Which lines in the items below include the word "robe"? Pick out each of them and copy it.

=== RECORDS SHOWN ===

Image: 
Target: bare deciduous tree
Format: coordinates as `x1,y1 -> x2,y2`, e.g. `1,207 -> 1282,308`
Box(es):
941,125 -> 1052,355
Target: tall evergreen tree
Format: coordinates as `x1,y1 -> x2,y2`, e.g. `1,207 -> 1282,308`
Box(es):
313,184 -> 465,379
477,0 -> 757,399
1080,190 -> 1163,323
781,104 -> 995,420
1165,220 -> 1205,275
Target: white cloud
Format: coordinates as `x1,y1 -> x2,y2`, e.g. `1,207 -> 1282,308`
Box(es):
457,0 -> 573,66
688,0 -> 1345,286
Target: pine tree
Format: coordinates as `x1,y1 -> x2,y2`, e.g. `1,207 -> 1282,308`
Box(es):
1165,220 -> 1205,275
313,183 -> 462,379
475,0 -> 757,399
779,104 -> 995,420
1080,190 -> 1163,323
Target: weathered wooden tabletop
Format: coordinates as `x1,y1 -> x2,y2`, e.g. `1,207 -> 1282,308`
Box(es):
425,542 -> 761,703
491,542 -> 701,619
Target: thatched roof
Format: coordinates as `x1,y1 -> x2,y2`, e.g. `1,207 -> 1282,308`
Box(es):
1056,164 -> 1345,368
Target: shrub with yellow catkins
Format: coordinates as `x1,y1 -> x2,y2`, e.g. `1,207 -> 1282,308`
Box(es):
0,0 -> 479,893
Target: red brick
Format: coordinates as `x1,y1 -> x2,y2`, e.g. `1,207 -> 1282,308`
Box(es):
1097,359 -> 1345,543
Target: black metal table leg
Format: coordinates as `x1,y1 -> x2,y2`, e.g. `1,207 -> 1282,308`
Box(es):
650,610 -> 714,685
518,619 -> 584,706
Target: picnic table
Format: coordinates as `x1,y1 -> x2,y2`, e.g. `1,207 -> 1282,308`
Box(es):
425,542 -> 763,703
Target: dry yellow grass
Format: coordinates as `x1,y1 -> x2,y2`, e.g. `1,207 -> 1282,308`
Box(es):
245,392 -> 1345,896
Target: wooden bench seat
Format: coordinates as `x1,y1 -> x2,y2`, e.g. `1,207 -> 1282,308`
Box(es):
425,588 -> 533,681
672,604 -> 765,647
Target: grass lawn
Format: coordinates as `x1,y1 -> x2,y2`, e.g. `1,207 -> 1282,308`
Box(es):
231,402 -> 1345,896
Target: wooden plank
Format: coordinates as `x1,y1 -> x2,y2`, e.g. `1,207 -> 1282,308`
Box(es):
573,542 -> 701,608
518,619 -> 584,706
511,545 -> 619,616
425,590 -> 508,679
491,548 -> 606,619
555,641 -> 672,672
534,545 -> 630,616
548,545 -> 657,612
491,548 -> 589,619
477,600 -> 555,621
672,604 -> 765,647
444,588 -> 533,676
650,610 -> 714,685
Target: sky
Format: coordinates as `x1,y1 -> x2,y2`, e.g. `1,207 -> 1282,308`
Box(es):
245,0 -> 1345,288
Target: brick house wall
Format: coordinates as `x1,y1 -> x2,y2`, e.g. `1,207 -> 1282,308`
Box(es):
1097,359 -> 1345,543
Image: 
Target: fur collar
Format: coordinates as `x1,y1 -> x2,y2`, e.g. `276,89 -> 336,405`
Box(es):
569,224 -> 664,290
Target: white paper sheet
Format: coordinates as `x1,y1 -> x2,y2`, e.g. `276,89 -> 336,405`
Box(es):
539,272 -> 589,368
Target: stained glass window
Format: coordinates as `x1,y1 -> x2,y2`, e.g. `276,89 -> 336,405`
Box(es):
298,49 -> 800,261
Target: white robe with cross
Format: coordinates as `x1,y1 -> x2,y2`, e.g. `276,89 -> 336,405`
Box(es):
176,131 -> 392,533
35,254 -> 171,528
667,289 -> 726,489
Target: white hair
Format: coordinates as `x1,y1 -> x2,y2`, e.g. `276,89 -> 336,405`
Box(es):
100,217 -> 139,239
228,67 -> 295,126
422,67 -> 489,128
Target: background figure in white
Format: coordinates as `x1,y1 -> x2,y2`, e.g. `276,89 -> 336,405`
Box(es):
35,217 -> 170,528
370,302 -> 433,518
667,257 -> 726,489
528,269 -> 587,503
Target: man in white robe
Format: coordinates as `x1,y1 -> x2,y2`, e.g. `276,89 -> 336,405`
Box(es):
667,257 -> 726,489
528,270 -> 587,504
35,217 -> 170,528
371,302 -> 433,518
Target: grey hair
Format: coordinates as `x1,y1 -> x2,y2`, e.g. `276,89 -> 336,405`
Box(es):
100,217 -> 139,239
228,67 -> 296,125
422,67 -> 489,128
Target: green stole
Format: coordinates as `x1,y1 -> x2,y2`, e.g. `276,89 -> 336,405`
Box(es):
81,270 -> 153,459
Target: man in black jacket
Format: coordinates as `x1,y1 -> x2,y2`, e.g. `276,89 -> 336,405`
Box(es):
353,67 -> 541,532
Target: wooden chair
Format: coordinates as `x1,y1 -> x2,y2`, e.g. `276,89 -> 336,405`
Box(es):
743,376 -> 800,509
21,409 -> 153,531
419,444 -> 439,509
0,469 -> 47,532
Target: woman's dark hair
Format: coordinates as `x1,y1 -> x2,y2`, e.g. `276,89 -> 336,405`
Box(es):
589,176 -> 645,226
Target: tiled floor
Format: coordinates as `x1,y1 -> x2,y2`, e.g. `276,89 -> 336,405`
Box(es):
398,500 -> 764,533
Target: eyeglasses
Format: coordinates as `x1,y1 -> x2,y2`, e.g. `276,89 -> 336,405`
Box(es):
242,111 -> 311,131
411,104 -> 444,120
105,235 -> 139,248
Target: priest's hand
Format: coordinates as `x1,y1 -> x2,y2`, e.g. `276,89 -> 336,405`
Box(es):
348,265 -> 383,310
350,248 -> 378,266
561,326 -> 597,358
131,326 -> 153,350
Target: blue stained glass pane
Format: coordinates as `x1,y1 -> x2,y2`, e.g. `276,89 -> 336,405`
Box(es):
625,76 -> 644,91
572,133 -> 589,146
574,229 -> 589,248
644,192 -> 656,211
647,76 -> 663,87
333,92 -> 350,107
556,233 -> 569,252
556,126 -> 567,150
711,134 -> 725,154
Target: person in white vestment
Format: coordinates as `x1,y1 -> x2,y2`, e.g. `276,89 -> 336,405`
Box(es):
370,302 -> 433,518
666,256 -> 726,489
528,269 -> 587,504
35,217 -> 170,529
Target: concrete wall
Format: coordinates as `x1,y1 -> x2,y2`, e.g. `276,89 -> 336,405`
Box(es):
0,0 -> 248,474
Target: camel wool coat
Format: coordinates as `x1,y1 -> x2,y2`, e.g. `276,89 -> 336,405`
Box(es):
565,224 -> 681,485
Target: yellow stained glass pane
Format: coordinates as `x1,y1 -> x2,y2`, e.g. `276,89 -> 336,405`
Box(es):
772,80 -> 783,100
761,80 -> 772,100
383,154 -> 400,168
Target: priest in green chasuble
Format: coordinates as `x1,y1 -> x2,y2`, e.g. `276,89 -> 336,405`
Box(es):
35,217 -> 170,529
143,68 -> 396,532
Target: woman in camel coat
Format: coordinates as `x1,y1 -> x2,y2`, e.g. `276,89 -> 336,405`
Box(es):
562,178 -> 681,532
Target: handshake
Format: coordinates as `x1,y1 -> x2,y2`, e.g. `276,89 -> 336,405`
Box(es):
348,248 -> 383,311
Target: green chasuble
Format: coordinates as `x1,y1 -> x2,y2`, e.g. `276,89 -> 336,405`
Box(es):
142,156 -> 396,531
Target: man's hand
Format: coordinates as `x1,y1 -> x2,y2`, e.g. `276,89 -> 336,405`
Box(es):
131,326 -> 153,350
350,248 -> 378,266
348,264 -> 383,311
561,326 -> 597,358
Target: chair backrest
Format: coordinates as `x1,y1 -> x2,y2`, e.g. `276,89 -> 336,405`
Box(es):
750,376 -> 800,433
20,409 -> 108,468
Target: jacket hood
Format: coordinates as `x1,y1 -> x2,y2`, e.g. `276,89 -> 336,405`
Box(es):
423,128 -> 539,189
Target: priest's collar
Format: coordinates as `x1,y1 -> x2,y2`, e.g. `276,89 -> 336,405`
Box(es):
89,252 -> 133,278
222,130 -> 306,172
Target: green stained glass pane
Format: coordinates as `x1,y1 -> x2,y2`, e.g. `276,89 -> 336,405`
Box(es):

===

■ TASK ANSWER ■
Target: white robe with cross
Target: man in white robe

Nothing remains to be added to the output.